▶ **DIRECTIONS**
Nothing but the lines from the start of the records below through the line that has "Target: short sleeve shirt" should appear, each exactly as given.

▶ **INPUT**
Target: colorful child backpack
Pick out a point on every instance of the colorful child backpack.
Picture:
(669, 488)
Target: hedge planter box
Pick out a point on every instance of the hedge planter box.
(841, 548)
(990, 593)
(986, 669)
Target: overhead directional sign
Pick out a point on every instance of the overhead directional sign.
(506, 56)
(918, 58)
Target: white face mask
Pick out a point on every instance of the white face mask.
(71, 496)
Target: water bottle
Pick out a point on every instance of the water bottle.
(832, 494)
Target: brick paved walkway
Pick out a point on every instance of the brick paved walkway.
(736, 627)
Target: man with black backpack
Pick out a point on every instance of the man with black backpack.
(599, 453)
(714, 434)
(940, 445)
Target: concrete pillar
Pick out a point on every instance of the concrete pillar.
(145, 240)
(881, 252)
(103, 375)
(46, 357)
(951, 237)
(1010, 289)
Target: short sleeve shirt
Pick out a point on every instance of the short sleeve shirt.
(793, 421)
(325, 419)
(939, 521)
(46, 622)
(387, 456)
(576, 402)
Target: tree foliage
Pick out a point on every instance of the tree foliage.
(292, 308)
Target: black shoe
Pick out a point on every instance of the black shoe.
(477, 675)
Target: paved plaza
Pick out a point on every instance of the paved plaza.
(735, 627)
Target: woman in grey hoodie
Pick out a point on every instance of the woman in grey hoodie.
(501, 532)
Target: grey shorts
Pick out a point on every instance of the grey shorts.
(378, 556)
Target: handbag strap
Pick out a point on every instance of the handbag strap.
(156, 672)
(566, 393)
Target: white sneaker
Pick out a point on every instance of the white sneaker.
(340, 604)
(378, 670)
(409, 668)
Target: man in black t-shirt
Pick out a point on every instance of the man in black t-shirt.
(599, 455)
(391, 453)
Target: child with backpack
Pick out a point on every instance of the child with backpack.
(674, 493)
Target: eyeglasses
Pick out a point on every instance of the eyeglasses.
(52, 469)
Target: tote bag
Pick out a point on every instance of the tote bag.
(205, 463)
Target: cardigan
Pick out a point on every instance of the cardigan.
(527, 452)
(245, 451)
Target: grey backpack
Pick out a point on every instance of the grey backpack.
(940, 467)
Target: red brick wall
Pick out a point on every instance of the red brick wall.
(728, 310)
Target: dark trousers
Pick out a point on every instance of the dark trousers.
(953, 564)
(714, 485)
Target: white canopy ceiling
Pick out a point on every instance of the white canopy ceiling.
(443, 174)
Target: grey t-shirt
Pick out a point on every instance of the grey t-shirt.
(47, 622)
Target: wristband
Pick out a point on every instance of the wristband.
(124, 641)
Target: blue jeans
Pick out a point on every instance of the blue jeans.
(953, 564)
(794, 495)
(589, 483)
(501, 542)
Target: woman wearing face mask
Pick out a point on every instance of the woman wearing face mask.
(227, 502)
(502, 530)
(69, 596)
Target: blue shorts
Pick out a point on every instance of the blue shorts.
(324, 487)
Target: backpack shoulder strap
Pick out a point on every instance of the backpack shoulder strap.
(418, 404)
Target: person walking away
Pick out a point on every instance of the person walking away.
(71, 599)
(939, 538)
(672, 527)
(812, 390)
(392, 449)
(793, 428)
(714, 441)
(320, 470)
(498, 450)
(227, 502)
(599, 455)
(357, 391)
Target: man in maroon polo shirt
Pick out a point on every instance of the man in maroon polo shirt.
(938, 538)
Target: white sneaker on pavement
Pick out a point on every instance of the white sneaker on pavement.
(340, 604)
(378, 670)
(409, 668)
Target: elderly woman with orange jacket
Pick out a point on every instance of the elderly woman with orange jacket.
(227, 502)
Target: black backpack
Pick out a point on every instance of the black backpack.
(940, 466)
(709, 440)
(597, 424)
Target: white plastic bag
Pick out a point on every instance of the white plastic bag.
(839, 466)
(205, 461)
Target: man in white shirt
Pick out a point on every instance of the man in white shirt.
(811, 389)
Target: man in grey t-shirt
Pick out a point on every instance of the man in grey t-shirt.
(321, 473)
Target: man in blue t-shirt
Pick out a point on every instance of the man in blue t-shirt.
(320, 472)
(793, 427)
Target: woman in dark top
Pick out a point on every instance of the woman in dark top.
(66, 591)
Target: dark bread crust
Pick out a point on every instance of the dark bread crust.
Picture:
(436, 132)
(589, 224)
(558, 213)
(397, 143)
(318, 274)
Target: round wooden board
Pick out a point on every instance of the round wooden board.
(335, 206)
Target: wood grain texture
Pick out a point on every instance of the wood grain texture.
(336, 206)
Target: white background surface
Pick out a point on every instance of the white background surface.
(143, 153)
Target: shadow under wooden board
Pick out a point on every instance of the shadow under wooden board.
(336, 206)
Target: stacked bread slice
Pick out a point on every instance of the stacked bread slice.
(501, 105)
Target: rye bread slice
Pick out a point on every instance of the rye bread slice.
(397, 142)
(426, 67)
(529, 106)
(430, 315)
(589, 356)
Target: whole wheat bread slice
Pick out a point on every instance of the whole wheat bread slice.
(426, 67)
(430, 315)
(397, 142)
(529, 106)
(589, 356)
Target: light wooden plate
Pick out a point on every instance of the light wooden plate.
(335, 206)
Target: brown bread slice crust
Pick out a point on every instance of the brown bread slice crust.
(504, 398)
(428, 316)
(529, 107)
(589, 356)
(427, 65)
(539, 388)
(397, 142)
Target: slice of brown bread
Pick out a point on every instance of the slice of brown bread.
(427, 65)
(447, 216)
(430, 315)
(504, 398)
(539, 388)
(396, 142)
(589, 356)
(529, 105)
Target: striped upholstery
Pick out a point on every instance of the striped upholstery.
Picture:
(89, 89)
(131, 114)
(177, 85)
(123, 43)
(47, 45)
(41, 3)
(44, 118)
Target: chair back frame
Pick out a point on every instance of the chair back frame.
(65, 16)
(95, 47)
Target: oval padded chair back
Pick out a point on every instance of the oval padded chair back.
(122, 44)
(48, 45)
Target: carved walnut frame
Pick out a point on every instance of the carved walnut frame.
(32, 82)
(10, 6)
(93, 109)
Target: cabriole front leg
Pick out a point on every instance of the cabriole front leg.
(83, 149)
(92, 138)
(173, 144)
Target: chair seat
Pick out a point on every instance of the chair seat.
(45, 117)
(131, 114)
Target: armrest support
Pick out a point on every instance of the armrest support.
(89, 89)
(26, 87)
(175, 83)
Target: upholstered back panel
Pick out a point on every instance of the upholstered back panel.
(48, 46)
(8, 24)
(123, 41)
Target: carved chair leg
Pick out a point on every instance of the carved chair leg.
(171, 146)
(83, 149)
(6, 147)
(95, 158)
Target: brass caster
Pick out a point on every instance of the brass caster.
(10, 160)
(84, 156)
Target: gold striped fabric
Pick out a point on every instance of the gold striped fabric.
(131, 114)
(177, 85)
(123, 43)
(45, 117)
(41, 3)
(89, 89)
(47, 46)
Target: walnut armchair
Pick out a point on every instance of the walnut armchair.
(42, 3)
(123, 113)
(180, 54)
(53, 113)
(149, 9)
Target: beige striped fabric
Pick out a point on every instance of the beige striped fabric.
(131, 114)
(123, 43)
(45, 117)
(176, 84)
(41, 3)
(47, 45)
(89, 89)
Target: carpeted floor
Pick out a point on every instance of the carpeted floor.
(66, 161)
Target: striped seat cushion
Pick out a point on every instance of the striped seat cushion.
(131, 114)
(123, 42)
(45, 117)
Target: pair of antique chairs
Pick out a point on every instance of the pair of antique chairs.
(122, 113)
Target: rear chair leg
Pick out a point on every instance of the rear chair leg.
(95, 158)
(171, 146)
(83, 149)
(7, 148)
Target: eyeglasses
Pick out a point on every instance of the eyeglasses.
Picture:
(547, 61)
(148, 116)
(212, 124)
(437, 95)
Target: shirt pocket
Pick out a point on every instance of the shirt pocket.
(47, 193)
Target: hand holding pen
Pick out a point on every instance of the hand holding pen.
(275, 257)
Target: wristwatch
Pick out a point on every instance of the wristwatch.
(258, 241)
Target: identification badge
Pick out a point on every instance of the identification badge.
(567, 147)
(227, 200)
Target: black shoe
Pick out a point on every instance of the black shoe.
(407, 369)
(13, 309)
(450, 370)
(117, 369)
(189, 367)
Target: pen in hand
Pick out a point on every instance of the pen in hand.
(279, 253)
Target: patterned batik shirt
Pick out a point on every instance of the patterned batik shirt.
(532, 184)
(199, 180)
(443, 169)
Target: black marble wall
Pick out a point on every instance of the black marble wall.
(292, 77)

▶ **REPLY**
Target: colorful child backpack
Pick out a point on every instance of the colorful child backpack.
Picture:
(669, 488)
Target: hedge planter box
Pick out a point on every instance of the hedge planter box.
(841, 548)
(990, 593)
(986, 669)
Target: overhead directional sign
Pick out a point on every instance of the overhead directional sign.
(506, 56)
(918, 58)
Target: white face mask
Pick out a point on every instance of the white face mask.
(71, 496)
Target: water bottle
Pick out a point on every instance of the water bottle.
(832, 494)
Target: brick paved walkway
Pick out a point on every instance of the brick paved walkway.
(736, 627)
Target: man with black backpack
Pick out a point on every instance of the man with black backpack.
(599, 453)
(714, 434)
(940, 445)
Target: concrete pillar
Pick out a point on every instance of the concrete pillar.
(145, 240)
(881, 252)
(103, 375)
(46, 357)
(951, 237)
(1010, 289)
Target: short sleeve shirt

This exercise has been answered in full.